▸ **What is asked**: Copy the lines below verbatim, beginning with the line that includes "Target: neighbor's roof" and continuing to the end; leave out everything before it.

——

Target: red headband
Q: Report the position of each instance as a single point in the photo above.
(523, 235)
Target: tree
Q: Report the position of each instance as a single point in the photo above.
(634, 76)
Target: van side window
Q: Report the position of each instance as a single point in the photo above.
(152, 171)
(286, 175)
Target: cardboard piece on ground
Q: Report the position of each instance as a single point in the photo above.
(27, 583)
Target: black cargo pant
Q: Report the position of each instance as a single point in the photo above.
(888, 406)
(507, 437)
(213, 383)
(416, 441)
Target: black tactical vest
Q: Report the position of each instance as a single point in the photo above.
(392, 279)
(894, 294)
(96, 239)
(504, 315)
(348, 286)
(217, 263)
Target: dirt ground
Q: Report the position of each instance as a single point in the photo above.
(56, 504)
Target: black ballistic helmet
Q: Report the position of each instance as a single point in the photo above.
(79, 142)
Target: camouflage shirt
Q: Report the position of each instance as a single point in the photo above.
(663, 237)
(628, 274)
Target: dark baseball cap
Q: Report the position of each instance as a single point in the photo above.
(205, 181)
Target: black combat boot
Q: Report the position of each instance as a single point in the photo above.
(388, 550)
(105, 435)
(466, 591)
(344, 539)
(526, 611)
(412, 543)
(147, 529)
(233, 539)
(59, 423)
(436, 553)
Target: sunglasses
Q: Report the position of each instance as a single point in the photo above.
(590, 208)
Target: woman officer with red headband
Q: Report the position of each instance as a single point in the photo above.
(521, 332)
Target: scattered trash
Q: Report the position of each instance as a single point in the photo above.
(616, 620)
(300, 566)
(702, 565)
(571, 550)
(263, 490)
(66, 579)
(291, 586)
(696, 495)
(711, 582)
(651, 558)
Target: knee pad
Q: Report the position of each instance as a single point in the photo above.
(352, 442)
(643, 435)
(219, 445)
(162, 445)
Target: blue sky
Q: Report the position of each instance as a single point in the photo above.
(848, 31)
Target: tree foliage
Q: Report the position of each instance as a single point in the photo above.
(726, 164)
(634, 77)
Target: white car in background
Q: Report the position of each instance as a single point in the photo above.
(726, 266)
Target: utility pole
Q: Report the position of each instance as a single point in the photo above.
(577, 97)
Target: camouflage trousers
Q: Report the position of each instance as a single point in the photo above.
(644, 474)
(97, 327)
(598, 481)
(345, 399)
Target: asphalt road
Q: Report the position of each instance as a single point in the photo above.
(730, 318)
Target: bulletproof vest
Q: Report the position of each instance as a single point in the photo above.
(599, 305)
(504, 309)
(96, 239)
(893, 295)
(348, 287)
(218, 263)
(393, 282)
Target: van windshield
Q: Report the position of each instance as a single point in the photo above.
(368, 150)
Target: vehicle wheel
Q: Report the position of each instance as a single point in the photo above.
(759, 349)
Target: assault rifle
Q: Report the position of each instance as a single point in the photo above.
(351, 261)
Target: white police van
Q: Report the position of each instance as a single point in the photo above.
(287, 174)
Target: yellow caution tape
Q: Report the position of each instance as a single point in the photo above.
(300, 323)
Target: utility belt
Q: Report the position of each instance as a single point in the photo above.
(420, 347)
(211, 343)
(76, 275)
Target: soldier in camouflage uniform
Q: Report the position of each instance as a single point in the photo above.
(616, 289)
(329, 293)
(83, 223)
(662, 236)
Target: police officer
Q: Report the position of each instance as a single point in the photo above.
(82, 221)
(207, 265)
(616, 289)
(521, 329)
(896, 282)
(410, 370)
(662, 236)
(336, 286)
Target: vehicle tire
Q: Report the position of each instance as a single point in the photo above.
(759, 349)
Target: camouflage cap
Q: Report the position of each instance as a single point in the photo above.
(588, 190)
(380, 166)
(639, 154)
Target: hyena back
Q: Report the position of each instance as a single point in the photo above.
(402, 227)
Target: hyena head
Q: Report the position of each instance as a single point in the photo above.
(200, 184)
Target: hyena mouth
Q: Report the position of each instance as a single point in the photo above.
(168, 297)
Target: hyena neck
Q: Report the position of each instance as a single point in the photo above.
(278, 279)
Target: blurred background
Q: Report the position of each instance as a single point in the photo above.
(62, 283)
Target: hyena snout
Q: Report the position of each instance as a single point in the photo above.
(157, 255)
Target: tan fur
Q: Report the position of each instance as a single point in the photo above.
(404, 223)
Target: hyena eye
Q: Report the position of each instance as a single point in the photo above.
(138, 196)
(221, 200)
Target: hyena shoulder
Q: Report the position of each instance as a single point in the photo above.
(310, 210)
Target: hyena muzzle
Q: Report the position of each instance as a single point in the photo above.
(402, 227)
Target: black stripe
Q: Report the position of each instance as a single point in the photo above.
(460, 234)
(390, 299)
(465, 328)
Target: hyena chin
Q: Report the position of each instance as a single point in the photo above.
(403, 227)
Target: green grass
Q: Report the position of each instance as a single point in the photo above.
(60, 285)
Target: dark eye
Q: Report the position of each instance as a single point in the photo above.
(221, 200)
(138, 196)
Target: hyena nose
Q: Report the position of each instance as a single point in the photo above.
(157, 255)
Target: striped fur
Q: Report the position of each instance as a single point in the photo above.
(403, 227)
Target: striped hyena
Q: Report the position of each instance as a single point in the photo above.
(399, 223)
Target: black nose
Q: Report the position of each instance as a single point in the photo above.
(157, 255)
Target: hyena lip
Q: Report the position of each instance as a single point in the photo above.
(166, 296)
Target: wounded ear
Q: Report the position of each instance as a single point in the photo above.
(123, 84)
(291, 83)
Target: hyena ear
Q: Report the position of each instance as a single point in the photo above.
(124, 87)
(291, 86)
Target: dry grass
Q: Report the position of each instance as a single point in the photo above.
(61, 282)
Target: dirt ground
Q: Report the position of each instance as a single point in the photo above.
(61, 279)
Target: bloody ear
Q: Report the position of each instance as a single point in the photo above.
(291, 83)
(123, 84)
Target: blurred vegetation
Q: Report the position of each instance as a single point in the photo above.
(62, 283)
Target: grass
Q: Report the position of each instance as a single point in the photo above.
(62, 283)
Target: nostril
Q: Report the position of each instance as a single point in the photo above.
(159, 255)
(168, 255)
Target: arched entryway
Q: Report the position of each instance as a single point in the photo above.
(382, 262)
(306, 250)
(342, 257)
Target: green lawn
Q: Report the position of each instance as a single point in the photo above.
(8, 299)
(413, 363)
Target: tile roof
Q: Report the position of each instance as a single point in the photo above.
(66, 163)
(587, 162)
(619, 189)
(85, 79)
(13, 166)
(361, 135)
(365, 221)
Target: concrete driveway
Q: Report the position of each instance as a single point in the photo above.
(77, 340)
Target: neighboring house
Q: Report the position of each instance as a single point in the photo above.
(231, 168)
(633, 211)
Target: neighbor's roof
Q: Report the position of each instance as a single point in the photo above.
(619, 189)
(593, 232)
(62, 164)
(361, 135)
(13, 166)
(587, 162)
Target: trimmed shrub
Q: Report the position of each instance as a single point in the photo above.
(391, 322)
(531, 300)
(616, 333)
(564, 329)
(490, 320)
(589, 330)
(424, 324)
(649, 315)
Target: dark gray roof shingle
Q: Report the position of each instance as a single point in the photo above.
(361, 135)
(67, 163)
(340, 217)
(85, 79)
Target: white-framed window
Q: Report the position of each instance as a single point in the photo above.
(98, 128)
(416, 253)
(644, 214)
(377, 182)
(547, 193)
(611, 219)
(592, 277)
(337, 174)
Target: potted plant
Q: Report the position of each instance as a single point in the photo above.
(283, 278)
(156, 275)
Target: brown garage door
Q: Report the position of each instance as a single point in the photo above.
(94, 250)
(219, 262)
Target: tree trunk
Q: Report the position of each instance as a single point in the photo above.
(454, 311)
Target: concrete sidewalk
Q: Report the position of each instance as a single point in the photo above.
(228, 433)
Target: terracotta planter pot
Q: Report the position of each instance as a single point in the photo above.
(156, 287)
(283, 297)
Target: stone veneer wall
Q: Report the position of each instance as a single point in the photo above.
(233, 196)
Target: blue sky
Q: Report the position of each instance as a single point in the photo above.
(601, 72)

——

▸ **Answer to this task**:
Target: neighbor's roof
Q: Report the position of each instance as a single point in the photo above.
(619, 189)
(593, 232)
(62, 164)
(361, 135)
(13, 166)
(587, 162)
Target: trimmed shrub
Q: Report the position of each instance as a single point in the photo above.
(391, 322)
(531, 300)
(616, 333)
(564, 329)
(490, 320)
(589, 330)
(424, 324)
(649, 315)
Target: dark gray roof shingle
Q: Report the position of each instance as a single point in the photo above.
(361, 135)
(67, 163)
(340, 217)
(85, 79)
Target: white-framed window
Q: Report the position of each instance as a single point in the photo above.
(98, 128)
(416, 253)
(644, 214)
(377, 182)
(547, 193)
(611, 219)
(592, 277)
(337, 174)
Target: potted plant
Q: Report the position of each instance as a single point in the photo above.
(283, 278)
(156, 275)
Target: brown garage door
Q: Report the position of each instance as a single point in the photo above.
(94, 250)
(219, 262)
Target: tree trunk
Q: Report the position of each instance as a single point in the photo above.
(454, 311)
Target: concrete sidewalk
Q: Report the position of each instance as a single point in the photo above.
(228, 433)
Target: terracotta planter pot
Q: Report the position of each instance as a single point in the photo above.
(156, 287)
(283, 297)
Target: stone veneer wall
Q: Report the position of each instance as a single point in the photo above.
(233, 196)
Target: blue sky
Q: Report the position of each instance as a single point in the photo above.
(601, 72)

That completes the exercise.